__Entries provided__.

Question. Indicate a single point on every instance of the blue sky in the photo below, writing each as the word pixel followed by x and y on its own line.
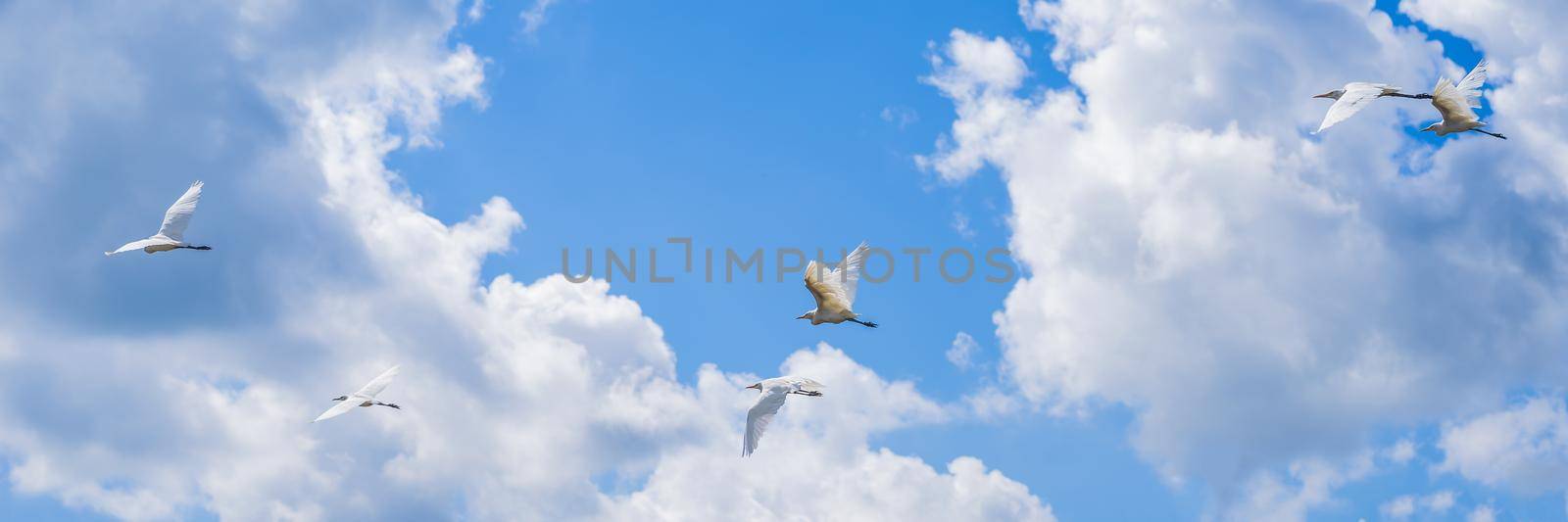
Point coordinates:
pixel 791 125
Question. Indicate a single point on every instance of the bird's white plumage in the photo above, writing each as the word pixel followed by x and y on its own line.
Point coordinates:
pixel 179 215
pixel 380 383
pixel 767 406
pixel 1471 85
pixel 1355 98
pixel 835 289
pixel 337 409
pixel 172 231
pixel 760 414
pixel 363 397
pixel 1457 102
pixel 143 245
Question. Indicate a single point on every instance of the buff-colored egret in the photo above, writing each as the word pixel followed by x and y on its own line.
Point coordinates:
pixel 835 289
pixel 1458 102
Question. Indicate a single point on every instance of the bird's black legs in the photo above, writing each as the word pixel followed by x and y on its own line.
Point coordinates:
pixel 858 321
pixel 1492 133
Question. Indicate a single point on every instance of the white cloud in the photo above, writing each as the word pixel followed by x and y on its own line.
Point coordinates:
pixel 1402 506
pixel 475 12
pixel 961 350
pixel 1402 451
pixel 1261 297
pixel 1439 501
pixel 901 117
pixel 516 396
pixel 1484 513
pixel 1525 447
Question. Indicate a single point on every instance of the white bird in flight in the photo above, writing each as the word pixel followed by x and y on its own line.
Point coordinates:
pixel 172 234
pixel 1353 98
pixel 1458 102
pixel 773 392
pixel 365 397
pixel 835 289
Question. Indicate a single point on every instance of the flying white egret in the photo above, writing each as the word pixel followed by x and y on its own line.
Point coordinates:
pixel 773 392
pixel 835 289
pixel 365 397
pixel 172 234
pixel 1458 102
pixel 1353 98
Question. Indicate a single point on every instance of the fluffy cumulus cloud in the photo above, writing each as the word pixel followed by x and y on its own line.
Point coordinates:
pixel 153 388
pixel 1523 449
pixel 1262 298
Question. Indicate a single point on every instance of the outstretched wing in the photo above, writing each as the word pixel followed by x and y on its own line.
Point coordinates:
pixel 836 287
pixel 337 409
pixel 1353 101
pixel 137 245
pixel 380 383
pixel 849 273
pixel 760 417
pixel 1473 82
pixel 807 384
pixel 1450 104
pixel 179 215
pixel 823 286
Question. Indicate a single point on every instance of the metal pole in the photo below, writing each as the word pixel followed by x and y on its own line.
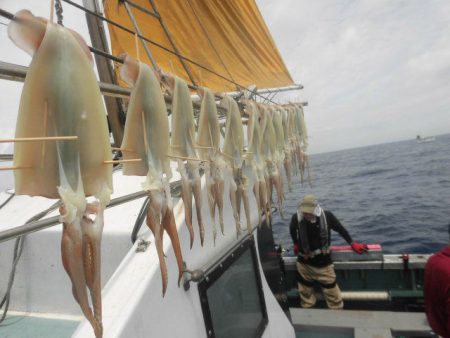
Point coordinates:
pixel 52 221
pixel 105 69
pixel 138 31
pixel 172 42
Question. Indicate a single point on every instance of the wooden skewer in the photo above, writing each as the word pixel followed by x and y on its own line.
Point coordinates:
pixel 186 158
pixel 52 10
pixel 122 161
pixel 136 41
pixel 227 155
pixel 204 147
pixel 45 138
pixel 14 168
pixel 45 132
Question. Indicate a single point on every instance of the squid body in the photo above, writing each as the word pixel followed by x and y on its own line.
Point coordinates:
pixel 146 137
pixel 183 147
pixel 233 150
pixel 61 97
pixel 208 140
pixel 256 160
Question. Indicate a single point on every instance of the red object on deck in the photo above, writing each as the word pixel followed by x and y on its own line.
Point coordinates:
pixel 349 248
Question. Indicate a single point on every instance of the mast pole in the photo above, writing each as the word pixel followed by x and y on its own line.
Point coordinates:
pixel 138 31
pixel 172 41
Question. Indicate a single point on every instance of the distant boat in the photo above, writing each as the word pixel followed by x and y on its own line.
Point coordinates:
pixel 424 139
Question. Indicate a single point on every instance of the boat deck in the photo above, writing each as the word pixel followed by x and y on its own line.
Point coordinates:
pixel 310 323
pixel 26 325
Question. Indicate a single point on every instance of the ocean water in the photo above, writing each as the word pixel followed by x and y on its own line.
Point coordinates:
pixel 396 195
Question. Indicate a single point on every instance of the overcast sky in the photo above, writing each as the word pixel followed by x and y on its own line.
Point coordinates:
pixel 374 71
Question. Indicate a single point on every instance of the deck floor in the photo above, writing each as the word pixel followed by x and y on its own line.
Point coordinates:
pixel 28 326
pixel 312 323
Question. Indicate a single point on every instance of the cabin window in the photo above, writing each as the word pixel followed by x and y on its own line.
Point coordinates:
pixel 231 295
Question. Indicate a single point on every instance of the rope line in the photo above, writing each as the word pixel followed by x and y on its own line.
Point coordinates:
pixel 101 17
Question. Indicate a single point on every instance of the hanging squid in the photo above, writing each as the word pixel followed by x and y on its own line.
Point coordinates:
pixel 302 141
pixel 287 149
pixel 182 148
pixel 278 155
pixel 146 137
pixel 61 98
pixel 233 150
pixel 256 161
pixel 266 155
pixel 293 140
pixel 270 151
pixel 208 139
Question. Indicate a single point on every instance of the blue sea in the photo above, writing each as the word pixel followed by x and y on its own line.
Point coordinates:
pixel 394 194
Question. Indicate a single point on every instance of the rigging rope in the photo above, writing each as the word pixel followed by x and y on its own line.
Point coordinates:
pixel 101 17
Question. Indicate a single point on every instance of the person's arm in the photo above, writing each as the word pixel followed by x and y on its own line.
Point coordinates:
pixel 293 231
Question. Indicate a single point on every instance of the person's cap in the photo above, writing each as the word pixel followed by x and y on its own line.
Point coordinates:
pixel 308 205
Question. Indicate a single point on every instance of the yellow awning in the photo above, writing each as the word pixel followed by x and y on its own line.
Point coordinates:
pixel 229 37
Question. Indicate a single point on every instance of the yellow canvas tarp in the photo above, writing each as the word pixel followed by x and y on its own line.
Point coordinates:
pixel 229 37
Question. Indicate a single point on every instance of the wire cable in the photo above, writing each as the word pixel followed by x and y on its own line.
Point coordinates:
pixel 18 249
pixel 139 220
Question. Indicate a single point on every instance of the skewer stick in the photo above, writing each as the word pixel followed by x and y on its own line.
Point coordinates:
pixel 186 158
pixel 34 139
pixel 122 161
pixel 52 10
pixel 45 132
pixel 15 167
pixel 227 155
pixel 144 130
pixel 203 147
pixel 136 42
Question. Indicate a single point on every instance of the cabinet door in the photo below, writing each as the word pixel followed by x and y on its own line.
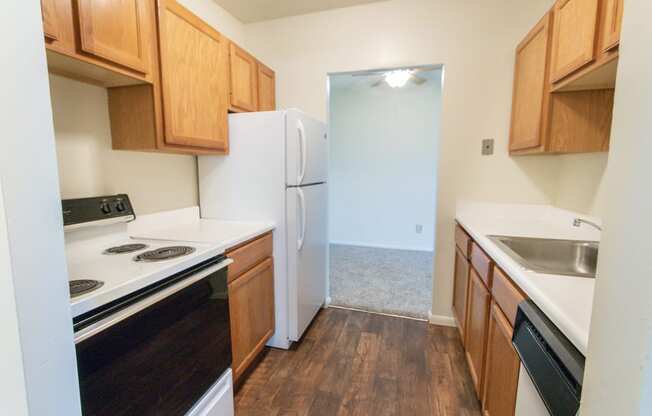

__Set problem__. Rewrite the data above from the line with "the yellow canvas" to the line with "pixel 139 220", swapping "wire cable" for "steel cable". Return only those lines, otherwise unchanged.

__Finished task__.
Question. Indicate a single point on every instance of the yellow canvas tarp in the photo above, writing each as the word pixel followed by x and y on its own line.
Point coordinates:
pixel 229 37
Question. Indicate a single point on every instance of the steel cable in the photo above, writing each as the word pixel followed by x and y on its own line.
Point coordinates:
pixel 18 249
pixel 139 220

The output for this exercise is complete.